> _EXTRACTED DATA_:
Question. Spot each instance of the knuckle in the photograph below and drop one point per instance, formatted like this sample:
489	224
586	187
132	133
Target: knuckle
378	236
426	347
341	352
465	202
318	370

> _WHAT THE TASK ASKS_: Return every line of the data unchanged.

> _RESPONSE_:
Question. Spot each instance of the knuckle in the photograph below and drop one point per instance, formatted like this sample:
489	224
586	187
132	133
Target: knuckle
378	236
426	347
341	352
465	202
318	370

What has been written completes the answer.